Problem Description
Many years ago , in Teddy’s hometown there was a man who was called “Bone Collector”. This man like to collect varies of bones , such as dog’s , cow’s , also he went to the grave …
The bone collector had a big bag with a volume of V ,and along his trip of collecting there are a lot of bones , obviously , different bone has different value and different volume, now given the each bone’s value along his trip , can you calculate out the maximum of the total value the bone collector can get ?
Input
The first line contain a integer T , the number of cases.

数据集摘录
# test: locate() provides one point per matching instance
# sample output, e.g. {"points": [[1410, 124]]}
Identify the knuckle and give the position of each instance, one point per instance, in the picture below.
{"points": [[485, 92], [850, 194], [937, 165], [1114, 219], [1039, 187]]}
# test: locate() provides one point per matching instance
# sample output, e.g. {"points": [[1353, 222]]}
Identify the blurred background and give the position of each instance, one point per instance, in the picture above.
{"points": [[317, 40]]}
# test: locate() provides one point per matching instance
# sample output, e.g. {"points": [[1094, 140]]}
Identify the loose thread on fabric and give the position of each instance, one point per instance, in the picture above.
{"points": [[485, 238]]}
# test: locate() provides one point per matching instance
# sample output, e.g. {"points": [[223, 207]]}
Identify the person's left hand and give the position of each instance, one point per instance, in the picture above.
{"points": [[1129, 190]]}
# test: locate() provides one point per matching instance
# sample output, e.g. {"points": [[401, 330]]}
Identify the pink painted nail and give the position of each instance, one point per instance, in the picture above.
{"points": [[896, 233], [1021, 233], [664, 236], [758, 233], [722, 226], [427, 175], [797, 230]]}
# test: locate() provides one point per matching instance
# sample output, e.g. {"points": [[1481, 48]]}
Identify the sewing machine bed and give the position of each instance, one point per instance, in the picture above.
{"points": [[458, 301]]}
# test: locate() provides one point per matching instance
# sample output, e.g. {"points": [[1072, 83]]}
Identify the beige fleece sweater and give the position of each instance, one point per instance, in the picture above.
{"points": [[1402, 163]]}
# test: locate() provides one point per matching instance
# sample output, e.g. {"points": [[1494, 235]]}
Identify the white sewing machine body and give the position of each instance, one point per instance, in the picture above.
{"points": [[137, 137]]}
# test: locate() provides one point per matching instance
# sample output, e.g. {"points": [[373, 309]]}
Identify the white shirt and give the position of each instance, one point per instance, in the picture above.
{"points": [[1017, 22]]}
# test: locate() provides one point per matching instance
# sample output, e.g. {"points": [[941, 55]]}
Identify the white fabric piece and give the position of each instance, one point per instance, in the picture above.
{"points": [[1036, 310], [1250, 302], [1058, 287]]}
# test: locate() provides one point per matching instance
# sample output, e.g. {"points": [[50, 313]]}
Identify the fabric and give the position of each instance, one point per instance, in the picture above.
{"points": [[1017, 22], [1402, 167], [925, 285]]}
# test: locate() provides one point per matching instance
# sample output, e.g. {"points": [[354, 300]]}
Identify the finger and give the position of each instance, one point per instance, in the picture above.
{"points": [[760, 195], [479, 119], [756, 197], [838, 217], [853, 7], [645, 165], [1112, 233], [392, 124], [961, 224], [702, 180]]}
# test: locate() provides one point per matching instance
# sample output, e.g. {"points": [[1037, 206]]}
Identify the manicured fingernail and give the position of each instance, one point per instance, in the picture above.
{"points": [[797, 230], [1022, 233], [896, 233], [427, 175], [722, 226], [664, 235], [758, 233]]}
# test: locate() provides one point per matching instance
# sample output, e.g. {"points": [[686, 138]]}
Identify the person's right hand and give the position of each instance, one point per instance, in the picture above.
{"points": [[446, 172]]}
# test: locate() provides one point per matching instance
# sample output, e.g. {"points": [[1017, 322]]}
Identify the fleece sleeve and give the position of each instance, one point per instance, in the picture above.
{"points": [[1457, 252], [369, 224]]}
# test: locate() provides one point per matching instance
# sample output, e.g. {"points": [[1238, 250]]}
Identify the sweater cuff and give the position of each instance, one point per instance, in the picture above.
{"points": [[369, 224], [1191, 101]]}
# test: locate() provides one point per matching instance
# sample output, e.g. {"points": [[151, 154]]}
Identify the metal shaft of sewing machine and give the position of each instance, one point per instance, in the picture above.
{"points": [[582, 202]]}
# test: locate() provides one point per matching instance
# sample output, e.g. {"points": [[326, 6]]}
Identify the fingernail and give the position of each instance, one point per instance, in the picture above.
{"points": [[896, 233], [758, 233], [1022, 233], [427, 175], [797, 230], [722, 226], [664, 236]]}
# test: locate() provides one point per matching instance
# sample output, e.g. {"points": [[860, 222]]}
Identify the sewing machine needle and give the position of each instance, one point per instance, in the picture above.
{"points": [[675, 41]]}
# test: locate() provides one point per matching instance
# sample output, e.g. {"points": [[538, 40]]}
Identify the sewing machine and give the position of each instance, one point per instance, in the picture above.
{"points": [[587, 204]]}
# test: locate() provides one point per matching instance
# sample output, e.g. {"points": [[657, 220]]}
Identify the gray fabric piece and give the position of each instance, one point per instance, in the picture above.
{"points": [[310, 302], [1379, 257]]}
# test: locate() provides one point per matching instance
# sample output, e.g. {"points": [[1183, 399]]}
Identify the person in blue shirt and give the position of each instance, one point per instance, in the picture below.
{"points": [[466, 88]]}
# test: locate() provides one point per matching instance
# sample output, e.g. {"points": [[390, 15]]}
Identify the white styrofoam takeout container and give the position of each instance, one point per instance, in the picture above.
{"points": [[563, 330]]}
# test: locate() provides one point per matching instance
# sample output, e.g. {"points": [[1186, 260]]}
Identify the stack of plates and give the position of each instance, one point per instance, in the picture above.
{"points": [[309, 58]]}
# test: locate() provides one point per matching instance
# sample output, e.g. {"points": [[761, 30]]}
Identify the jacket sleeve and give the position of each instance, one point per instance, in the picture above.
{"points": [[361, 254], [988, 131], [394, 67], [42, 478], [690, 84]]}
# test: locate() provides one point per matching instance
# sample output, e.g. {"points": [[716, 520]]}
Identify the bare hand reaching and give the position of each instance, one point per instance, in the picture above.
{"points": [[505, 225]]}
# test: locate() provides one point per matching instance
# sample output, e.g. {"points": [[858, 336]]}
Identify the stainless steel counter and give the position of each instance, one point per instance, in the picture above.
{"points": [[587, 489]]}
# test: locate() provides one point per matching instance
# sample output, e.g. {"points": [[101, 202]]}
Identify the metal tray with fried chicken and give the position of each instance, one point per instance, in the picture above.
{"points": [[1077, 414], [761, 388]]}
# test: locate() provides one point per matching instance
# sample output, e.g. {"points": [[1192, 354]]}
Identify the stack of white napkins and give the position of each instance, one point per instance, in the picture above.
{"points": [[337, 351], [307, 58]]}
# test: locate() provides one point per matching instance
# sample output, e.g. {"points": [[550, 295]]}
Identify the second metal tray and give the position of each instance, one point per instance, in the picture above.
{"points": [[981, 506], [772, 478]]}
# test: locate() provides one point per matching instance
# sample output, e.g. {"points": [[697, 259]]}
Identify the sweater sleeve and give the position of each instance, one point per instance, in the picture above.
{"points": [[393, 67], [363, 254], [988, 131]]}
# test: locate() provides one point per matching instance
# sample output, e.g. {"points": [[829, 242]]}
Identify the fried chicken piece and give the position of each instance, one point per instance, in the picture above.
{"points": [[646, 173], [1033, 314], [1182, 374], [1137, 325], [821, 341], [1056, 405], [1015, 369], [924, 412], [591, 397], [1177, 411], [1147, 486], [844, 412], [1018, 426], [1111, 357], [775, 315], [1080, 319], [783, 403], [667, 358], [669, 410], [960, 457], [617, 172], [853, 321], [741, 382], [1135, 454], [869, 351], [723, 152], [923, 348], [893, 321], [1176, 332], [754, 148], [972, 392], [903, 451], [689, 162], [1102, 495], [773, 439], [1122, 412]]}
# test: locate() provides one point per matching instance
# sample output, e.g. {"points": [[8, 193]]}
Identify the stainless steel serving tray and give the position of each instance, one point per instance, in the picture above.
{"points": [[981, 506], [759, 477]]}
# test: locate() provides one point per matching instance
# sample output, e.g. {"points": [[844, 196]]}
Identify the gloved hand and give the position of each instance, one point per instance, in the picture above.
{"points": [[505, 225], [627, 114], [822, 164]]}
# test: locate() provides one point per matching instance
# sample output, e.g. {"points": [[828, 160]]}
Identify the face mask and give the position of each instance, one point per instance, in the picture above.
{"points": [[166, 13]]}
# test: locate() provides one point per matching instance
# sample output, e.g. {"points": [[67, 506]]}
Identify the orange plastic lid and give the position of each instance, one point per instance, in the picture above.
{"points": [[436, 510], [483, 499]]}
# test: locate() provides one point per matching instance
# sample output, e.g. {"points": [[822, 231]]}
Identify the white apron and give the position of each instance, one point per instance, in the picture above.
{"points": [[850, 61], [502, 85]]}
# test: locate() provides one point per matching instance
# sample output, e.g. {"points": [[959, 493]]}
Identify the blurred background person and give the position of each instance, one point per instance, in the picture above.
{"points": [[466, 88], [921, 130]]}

[任务目标 1]: 记录中哪些行含有“white”这个词？请把这些行全部挑出来。
[任务目标 2]: 能否从上面那道关于收骨人用背包装骨头的编程题停下的地方接着写下去？

[练习作答 1]:
Identify the white sewing machine body and give the position of each instance, one point per instance, in the picture above.
Identify the white shirt and give the position of each instance, one point per instance, in the picture above.
Identify the white fabric piece and give the position of each instance, one point per instance, in the picture above.
Identify the white styrofoam takeout container and give the position of each instance, one point per instance, in the picture above.
Identify the stack of white napkins and give the position of each instance, one point per instance, in the picture above.
Identify the white apron and give the position of each instance, one point per instance, in the picture above.

[练习作答 2]:
Followed by T cases , each case three lines , the first line contain two integer N , V, (N <= 1000 , V <= 1000 )representing the number of bones and the volume of his bag. And the second line contain N integers representing the value of each bone. The third line contain N integers representing the volume of each bone.
Output
One integer per line representing the maximum of the total value (this number will be less than 231).
Sample Input
1
5 10
1 2 3 4 5
5 4 3 2 1
Sample Output
14
因爲所求問題是n件物品,揹包限重爲m,隨着問題規模的增減,n 和m都在變化,因此很自然地想到把件數和揹包限重都作爲自變量。定義函數f(i,j)爲在1~I 件物品中選若干件裝入限重爲j的揹包中的最大價值和。
當第I件物品要裝入揹包時,f(I,j) := I-1件物品,限重爲j-w[I]的最優解+ v[I], 即:f(I,j) := f(I-1, j-w[I]) + v[I]
當然,第I件物品要裝入是有條件限制的,是什麼?
第I件物品重量小於等於揹包限重,即 w[I] <= j
當第I件物品不裝入揹包時,f(I,j) := I-1件物品,限重爲m的最優解,即:
f(I,j) := f(I-1, j)
現在已經求得裝入或者不裝入第I件物品的限重爲J的揹包的最大價值,那麼接下來應該做什麼?
比較這兩種情況下誰的價值更大,更大者爲當前問題的最優解。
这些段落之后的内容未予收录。